Rows from a pointing dataset
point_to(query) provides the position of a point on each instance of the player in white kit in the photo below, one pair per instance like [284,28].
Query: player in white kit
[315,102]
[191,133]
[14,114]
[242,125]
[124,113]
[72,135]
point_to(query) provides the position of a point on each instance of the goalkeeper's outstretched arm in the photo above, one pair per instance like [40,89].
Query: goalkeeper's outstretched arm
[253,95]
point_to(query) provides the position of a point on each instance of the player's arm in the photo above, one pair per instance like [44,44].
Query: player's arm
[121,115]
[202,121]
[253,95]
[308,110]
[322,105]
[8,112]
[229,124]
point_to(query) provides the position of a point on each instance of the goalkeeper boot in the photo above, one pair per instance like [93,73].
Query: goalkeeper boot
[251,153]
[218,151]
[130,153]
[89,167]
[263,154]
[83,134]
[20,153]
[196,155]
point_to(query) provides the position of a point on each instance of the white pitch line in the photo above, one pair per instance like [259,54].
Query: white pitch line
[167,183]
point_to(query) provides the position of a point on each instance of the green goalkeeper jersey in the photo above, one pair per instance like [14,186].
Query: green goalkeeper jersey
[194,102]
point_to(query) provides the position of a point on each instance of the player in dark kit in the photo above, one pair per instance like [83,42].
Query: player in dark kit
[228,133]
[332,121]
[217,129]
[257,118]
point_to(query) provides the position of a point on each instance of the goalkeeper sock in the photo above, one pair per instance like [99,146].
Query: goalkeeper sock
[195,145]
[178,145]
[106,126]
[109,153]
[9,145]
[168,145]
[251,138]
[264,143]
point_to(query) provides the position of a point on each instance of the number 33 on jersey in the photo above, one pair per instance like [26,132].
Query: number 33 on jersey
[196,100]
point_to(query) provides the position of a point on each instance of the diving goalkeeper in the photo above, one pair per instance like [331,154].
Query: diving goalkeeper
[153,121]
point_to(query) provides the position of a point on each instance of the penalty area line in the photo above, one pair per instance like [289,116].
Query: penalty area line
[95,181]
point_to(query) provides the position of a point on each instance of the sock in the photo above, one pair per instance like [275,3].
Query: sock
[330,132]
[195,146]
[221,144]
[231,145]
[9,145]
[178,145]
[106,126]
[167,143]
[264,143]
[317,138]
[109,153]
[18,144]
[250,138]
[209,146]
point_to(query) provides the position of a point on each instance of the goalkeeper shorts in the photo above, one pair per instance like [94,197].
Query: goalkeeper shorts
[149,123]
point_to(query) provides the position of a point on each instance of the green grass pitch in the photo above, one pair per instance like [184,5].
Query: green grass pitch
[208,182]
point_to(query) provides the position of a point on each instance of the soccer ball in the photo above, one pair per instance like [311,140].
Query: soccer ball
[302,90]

**EXERCISE OBJECTIVE**
Quote everything from the line containing "instance like [94,197]." down to the end of the material, unchanged.

**REPLY**
point_to(query) provides the position of a point on each instance of the goalkeeper shorts in the photo above, one pair per instance like [94,197].
Query: goalkeeper shorts
[149,123]
point_to(query) provides the position of a point on each instance of the green grass pitch in the photo above, one pair per instance like [184,5].
Query: green grass pitch
[208,182]
point_to(query) provides the position of a point on each instance of the soccer ball in the photo above, one pair per instance like [311,140].
Query: soccer ball
[302,90]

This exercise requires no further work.